## Document segment
--- START ---

Grand Strand, Pee Dee hospitals hope to ramp up vaccinations after holiday season

Tracking The Vaccine

MURRELLS INLET, S.C. (WBTW) – Hospitals on the Grand Strand and in the Pee Dee are hoping COVID-19 vaccinations will quickly increase after a slower than promised nationwide rollout.

South Carolina’s weekly positive test rate climbs into the 30% range. Monday’s single-day rate of 33.3% was a new record.

Hospitals say more vaccinations will mean fewer COVID-19 patients overwhelming healthcare systems.

“One in 10 people who get COVID are getting admitted to the hospital, so we can’t let our guard down,” said Gayle Resetar, chief operating officer at Tideland Health. “We are so close to the finish line.”

McLeod health has received nearly nine thousand doses and Dr. Peter Hyman says a record of more than 400 people were vaccinated by the healthcare provider Monday.

“We have had no problems, at this point, with getting the vaccines from DHEC,” said Dr. Hyman, who’s the associate vice president of workplace health and safety at McLeod Health. “They have given us our weekly allotments without any problems.”

Many hospitals are lagging behind in giving what they’ve received, however. DHEC data says four major hospitals in our area have only administered about 25-40% of their vaccines.

Tidelands and McLeod both say Christmas and New Year’s Day likely caused a slower rollout.

--- END ---

## Recorded information
--- START ---

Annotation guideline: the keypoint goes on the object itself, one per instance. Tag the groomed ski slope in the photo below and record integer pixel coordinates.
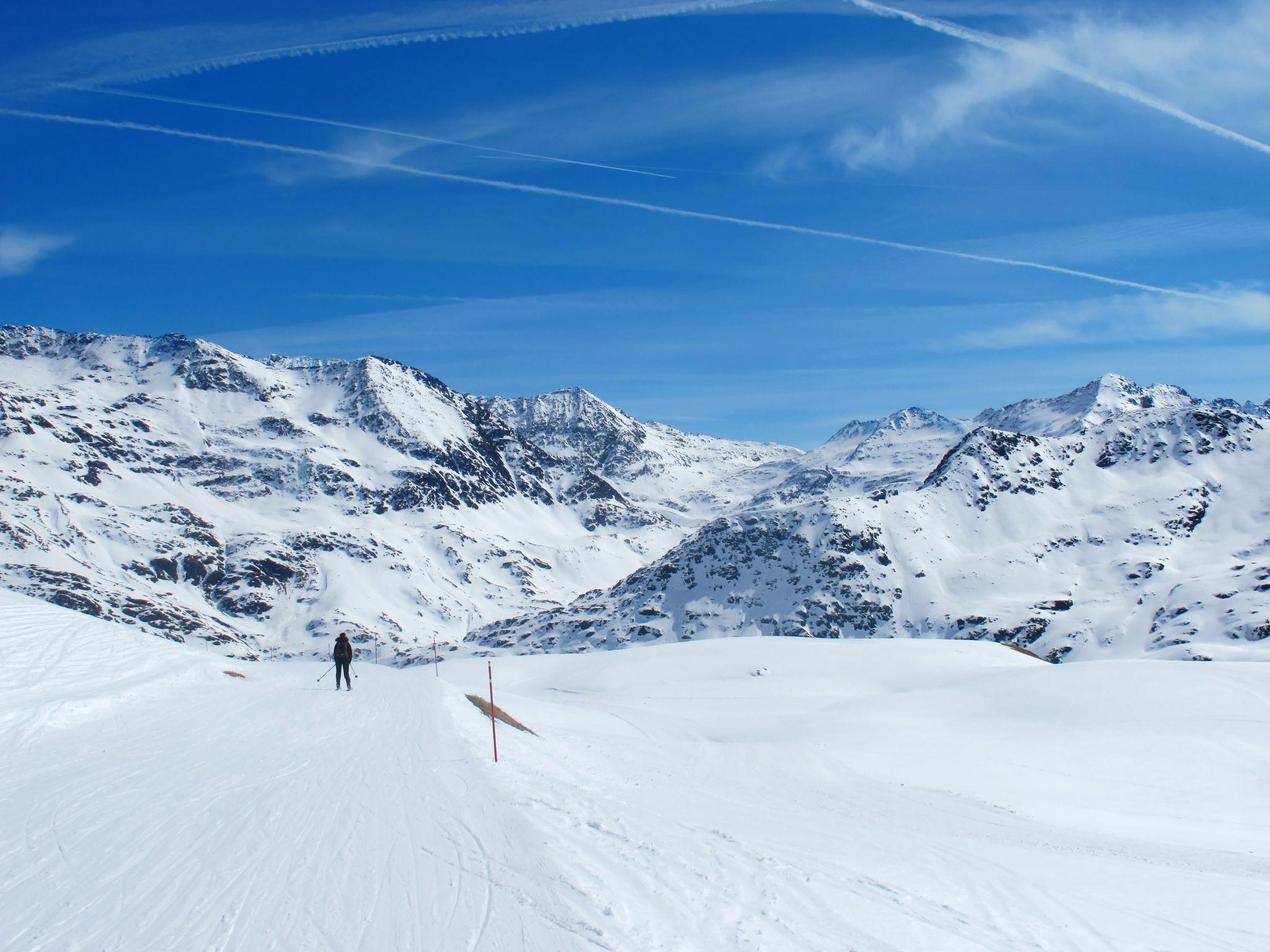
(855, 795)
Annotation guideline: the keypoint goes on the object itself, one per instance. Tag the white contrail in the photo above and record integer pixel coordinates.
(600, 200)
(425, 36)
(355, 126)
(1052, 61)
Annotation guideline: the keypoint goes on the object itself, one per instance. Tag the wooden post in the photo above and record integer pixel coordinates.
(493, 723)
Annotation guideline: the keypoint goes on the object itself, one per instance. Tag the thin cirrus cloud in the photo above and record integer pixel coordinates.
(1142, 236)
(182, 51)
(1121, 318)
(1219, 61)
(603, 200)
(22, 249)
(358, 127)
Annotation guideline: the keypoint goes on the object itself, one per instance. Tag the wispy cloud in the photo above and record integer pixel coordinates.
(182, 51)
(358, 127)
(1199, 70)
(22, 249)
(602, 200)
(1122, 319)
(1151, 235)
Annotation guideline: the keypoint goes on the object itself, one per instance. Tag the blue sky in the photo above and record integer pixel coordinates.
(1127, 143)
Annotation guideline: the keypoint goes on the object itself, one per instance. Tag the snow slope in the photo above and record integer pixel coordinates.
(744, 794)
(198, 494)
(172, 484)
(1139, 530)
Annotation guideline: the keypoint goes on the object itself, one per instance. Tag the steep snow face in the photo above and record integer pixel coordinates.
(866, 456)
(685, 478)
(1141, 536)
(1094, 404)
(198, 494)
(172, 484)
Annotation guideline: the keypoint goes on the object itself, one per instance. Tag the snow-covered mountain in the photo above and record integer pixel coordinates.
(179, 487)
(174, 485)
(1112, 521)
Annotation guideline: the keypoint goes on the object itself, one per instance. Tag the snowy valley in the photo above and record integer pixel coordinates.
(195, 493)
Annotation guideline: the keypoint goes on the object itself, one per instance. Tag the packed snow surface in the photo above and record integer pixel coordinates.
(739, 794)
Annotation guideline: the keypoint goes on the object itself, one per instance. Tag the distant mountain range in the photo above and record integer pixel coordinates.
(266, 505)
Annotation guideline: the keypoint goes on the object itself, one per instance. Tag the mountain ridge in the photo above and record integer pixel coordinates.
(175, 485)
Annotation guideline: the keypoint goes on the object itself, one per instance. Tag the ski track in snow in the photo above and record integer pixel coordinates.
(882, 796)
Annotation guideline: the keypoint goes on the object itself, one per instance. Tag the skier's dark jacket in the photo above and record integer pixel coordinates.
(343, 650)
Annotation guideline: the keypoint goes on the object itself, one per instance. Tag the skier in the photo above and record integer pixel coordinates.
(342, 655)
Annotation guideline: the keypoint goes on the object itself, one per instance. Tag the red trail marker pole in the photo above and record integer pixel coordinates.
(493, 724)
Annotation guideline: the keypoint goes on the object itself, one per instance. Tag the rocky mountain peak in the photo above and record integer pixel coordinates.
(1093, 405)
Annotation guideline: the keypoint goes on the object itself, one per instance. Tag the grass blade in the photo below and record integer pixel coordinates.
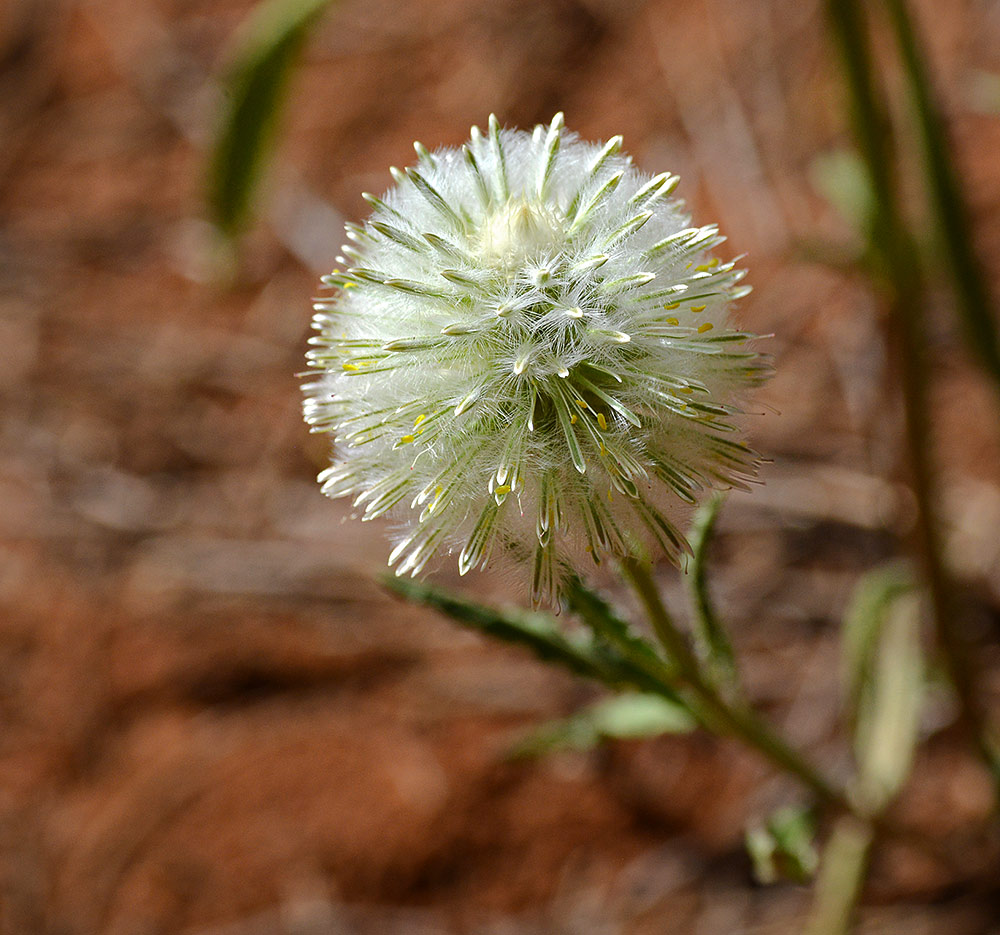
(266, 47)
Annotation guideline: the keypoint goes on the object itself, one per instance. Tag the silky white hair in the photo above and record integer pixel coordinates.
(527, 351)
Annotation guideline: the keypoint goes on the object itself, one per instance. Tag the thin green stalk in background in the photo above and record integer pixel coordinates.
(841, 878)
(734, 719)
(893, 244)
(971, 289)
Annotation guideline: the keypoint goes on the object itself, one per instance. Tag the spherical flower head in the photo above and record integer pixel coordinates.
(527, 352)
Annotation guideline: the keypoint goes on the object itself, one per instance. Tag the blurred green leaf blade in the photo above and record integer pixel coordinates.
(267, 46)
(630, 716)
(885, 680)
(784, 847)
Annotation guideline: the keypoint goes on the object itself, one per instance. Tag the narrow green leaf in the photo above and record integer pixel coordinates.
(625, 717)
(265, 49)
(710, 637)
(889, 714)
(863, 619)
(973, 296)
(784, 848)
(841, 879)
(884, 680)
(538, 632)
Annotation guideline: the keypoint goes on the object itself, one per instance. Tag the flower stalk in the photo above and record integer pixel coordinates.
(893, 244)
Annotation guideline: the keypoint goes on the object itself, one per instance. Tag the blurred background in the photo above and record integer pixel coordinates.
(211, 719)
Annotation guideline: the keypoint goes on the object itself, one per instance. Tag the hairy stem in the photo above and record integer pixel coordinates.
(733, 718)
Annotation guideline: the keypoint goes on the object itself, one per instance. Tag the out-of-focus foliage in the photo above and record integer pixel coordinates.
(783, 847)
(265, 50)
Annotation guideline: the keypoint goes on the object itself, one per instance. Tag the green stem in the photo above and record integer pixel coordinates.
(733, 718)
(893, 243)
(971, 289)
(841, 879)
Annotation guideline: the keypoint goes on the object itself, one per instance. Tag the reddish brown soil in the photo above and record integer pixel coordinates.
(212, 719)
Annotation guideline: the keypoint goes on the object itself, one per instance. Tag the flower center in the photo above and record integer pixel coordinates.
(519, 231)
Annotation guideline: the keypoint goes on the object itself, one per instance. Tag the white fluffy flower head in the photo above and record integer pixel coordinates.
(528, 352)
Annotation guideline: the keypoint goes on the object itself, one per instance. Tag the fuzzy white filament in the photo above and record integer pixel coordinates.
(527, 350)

--- END ---

## Description of the task
In the hospital vaccination article, shorten the paragraph that begins "Many hospitals are lagging behind" into a single sentence that keeps its main facts.

## Answer space
Many hospitals are slow to give the doses they've received, and DHEC data shows four major area hospitals have administered only about 25-40% of their vaccines.